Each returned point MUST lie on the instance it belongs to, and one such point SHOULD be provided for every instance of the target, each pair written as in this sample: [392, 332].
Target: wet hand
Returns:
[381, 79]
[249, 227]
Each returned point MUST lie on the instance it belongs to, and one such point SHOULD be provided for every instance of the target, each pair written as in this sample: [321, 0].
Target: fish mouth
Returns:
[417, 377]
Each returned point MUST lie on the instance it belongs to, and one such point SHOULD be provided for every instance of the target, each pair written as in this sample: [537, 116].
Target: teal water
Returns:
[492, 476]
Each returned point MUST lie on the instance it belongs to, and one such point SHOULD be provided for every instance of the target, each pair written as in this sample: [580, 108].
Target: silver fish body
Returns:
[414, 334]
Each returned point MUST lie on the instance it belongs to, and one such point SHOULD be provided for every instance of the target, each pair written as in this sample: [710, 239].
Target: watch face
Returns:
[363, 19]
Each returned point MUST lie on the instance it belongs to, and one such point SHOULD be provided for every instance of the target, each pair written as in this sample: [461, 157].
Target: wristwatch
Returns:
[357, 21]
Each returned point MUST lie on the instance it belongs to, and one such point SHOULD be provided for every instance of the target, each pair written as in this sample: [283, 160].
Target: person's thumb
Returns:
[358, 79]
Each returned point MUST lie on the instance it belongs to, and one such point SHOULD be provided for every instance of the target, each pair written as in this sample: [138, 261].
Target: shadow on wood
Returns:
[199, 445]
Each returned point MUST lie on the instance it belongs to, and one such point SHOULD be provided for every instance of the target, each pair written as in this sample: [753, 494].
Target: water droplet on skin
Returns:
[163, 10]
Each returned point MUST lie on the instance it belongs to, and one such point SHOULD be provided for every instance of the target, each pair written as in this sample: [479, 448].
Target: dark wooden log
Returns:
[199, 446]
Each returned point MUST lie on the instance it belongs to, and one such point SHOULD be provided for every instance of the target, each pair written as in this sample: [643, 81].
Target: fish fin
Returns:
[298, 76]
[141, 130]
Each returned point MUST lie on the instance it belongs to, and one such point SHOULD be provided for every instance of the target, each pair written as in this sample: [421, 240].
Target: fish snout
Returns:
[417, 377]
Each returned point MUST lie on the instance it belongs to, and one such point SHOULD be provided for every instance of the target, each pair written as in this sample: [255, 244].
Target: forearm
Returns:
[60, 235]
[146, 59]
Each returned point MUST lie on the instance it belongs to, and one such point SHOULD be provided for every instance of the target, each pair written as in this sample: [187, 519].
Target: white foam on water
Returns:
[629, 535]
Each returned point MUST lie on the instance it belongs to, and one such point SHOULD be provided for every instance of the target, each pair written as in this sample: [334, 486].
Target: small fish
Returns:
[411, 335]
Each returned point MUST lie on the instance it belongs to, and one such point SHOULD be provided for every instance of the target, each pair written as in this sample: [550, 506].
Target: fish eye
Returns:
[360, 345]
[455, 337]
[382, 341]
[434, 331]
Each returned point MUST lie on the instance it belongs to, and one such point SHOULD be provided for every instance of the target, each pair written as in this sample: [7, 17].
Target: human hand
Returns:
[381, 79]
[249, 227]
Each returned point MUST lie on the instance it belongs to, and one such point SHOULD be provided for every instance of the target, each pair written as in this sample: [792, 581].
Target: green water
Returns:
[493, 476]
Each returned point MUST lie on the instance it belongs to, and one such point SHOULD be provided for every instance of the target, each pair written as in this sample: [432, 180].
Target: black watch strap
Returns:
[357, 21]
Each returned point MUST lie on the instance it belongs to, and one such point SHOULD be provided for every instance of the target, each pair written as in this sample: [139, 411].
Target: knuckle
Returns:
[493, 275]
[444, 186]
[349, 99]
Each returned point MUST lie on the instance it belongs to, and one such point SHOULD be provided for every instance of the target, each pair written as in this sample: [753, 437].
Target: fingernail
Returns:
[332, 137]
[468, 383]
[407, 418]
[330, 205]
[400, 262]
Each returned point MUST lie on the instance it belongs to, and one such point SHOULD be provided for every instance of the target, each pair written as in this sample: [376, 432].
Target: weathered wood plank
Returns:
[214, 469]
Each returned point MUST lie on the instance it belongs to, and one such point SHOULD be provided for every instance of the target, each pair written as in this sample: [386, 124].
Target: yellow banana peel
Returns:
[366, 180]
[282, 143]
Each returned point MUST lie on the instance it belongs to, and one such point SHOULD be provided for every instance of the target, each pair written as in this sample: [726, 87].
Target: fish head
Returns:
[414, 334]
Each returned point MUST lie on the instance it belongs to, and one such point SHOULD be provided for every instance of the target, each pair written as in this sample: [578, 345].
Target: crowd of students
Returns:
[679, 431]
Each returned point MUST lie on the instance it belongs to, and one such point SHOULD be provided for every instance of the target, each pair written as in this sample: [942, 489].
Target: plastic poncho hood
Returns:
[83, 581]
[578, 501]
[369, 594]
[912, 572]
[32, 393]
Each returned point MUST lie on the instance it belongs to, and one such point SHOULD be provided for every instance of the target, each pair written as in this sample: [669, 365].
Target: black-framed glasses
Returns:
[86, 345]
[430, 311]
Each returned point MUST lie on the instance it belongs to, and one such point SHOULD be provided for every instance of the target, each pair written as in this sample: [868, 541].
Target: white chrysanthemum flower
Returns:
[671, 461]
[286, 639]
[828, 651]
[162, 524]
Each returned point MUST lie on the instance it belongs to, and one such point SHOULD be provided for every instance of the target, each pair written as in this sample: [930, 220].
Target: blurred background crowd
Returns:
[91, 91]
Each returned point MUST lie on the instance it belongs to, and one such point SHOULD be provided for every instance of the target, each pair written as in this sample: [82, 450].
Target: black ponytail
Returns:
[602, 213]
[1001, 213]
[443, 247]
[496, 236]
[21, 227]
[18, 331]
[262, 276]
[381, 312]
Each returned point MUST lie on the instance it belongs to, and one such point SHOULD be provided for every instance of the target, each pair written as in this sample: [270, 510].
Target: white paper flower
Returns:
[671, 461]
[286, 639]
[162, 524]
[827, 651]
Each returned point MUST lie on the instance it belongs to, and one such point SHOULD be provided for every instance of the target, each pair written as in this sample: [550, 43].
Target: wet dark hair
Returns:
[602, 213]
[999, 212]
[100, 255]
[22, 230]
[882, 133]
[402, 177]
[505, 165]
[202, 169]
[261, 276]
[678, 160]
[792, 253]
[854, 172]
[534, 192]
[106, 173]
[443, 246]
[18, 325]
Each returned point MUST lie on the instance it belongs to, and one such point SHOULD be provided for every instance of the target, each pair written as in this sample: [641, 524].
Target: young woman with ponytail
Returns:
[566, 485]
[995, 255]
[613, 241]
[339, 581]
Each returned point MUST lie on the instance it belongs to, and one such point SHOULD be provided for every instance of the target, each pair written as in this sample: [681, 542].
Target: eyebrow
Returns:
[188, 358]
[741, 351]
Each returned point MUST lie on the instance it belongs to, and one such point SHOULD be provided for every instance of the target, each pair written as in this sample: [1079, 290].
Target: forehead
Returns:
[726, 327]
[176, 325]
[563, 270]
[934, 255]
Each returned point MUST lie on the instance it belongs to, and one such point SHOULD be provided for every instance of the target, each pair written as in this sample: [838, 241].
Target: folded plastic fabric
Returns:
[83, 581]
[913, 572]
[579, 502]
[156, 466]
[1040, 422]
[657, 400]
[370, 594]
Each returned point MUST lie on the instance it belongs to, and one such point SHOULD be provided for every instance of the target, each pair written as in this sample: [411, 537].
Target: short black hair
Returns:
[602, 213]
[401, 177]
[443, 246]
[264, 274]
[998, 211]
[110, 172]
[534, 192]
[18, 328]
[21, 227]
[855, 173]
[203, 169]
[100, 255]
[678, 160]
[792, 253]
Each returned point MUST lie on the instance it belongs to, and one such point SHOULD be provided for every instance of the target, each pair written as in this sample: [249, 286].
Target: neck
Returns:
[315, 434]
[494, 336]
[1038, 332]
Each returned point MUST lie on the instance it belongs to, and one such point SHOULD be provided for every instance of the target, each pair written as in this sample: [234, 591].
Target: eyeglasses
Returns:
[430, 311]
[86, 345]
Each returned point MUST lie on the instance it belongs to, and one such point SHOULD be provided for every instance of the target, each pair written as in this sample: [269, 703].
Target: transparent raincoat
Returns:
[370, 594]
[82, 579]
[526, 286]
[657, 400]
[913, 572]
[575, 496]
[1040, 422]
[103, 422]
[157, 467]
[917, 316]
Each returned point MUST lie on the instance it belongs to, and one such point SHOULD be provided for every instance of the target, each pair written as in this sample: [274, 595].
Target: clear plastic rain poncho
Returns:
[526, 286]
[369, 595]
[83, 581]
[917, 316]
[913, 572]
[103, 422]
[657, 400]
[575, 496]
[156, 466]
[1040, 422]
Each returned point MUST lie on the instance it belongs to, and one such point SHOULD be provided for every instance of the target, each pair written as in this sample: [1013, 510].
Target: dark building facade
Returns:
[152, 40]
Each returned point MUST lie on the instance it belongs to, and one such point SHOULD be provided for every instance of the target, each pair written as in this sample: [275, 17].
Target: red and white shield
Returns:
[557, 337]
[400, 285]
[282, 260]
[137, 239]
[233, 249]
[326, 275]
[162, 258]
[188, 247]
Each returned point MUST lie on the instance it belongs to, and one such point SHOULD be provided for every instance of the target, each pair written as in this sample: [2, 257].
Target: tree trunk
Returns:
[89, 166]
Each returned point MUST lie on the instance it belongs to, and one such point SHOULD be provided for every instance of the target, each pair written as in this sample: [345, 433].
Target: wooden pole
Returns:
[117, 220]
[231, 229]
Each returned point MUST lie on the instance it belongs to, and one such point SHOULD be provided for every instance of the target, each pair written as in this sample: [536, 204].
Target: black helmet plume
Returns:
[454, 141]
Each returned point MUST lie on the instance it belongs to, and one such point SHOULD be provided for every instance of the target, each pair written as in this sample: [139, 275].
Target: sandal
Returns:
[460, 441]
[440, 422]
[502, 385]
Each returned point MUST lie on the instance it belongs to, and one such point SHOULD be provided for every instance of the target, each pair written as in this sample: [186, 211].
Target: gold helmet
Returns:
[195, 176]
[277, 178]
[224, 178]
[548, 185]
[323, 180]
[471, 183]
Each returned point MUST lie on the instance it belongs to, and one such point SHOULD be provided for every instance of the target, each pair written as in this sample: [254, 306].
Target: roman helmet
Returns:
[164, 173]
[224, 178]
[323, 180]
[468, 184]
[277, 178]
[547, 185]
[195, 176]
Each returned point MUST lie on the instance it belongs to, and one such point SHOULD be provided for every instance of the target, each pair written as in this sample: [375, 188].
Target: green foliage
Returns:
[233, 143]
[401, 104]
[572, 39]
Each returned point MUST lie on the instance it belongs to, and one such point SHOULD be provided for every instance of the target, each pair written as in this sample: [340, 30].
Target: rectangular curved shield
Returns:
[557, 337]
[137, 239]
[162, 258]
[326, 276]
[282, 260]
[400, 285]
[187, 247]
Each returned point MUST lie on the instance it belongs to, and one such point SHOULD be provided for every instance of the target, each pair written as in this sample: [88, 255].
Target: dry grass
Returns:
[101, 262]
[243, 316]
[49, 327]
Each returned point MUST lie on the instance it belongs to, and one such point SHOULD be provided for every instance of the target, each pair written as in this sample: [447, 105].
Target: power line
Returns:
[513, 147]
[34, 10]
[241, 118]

☆ ☆ ☆ ☆ ☆ ☆ ☆

§ Aim of the task
The required output is the span of lines from the one containing "sample: [375, 188]." to the last line, reproduced character for character.

§ Solution for this task
Each returned point MUST lie on the instance it belongs to, and one such point SHOULD be provided for every instance of the target, each pair written as in this sample: [375, 188].
Target: green foliage
Returns:
[233, 143]
[401, 104]
[572, 39]
Each returned point MUST lie on the instance it belongs to, and one such point SHOULD be provided for every instance of the target, each pair written as in this sample: [340, 30].
Target: rectangular curved shield
Returns:
[557, 337]
[137, 239]
[162, 258]
[326, 276]
[282, 260]
[400, 285]
[187, 247]
Each returned point MUST lie on the instance it belongs to, and one such point SHOULD be provided for every instance of the target, each pair written as in this sample: [88, 255].
Target: dry grass
Returns:
[101, 262]
[243, 316]
[49, 327]
Each returned point MUST lie on the instance it belongs to, and one such point SHOULD be provided for every instance of the target, each pair written as in this sample: [447, 105].
Target: power line
Returns:
[513, 147]
[34, 10]
[241, 118]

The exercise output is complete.